### DOCUMENT SOURCE

···

Il déstabilise les habitudes, mais prend aussi le temps de s’installer jusqu’à passer pour une nouvelle habitude. L’insolite mérite qu’on s’y arrête un peu longuement, afin d’en dépouiller la note de fantaisie.

Place Saint-Germain, un artiste canadien a déposé une fontaine tectonique. Les passants ont fini par s’habituer. Un autre artiste, Michel Fraile, a déposé un jour, sortant de ladite fontaine, un crocodile, et pris la photo qui s’imposait. La nouvelle œuvre s’intitule : Crocodile de Saint-Germain des marécages. Par ce geste, il a obligé notre regard à embrasser l’insolite. Il a ensauvagé la fontaine pour nous sauver de l’apprivoisement dans laquelle elle était tombée. Un apprivoisement qui se révélait soudain un appauvrissement.

Tel est l’insolite qui bouleverse les conditions de la réception des œuvres, quand il n’a pas aussi des fonctions en dehors du champ de l’art. Ce numéro de revue nous le rappelle constamment   . Insolite, vient du latin insolitus, participe de solere : avoir coutume de, être habituel. Le préfixe, in, désigne son caractère de rupture. L’insolite se définit donc comme ce qui n’est pas d’usage. Mais comme le fait remarquer un des auteurs des articles de ce volume, l’insolite a besoin d’être bordé par le coutumier, l’un étant le repoussoir de l’autre et réciproquement.

Certes, l’insolite a eu longtemps des connotations négatives. Le trouble qu’il apporte à une situation quelconque était mis au compte du parasitisme. Il a par conséquent été relégué au rang de bruit, de tache, de miasme, de “chose bizarre” qui s’attarde là ou ailleurs, qui demeure supportable, mais d’une certaine manière offusque les yeux par un aspect peu engageant, en tout cas ne correspondant à rien de ce qui l’entoure.

···

### LIGNES DE DONNÉES
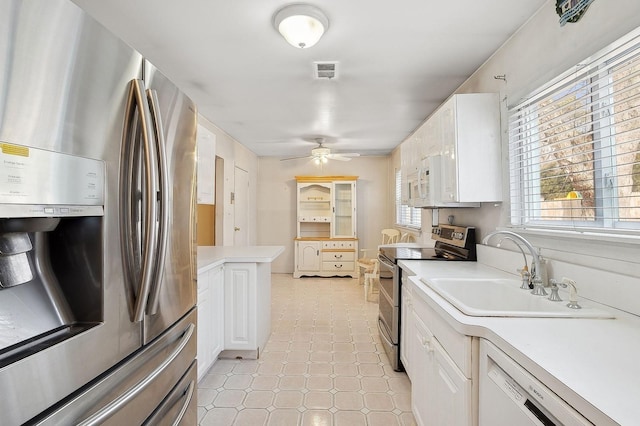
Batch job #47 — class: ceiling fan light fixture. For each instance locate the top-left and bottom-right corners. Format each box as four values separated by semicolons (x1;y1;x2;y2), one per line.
273;3;329;49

···

### VOS TÂCHES
(1) Recopiez le passage du texte sur l'insolite qui va de « Il déstabilise les » jusqu'à « soudain un appauvrissement. » inclus.
(2) Rédigez la suite du texte sur l'insolite, à partir de l'endroit où il s'arrête.

### RÉPONSES AUX TÂCHES
(1)
Il déstabilise les habitudes, mais prend aussi le temps de s’installer jusqu’à passer pour une nouvelle habitude. L’insolite mérite qu’on s’y arrête un peu longuement, afin d’en dépouiller la note de fantaisie.

Place Saint-Germain, un artiste canadien a déposé une fontaine tectonique. Les passants ont fini par s’habituer. Un autre artiste, Michel Fraile, a déposé un jour, sortant de ladite fontaine, un crocodile, et pris la photo qui s’imposait. La nouvelle œuvre s’intitule : Crocodile de Saint-Germain des marécages. Par ce geste, il a obligé notre regard à embrasser l’insolite. Il a ensauvagé la fontaine pour nous sauver de l’apprivoisement dans laquelle elle était tombée. Un apprivoisement qui se révélait soudain un appauvrissement.

(2)
À cet égard, il faut le remarquer, l’insolite n’a rien de spectaculaire. Sa présence incongrue et intruse met évidemment mal à l’aise, mais ne pousse guère à la dramatisation. Cette présence peut cependant réveiller une violence en soulevant la colère de celui qui est dérangé. Mais, de ce fait, l’insolite n’est pas nécessairement du côté du laid. S’il réclame la confrontation avec l’habituel, s’il dérange, il ne rentre pas tout à fait dans les catégories traditionnelles.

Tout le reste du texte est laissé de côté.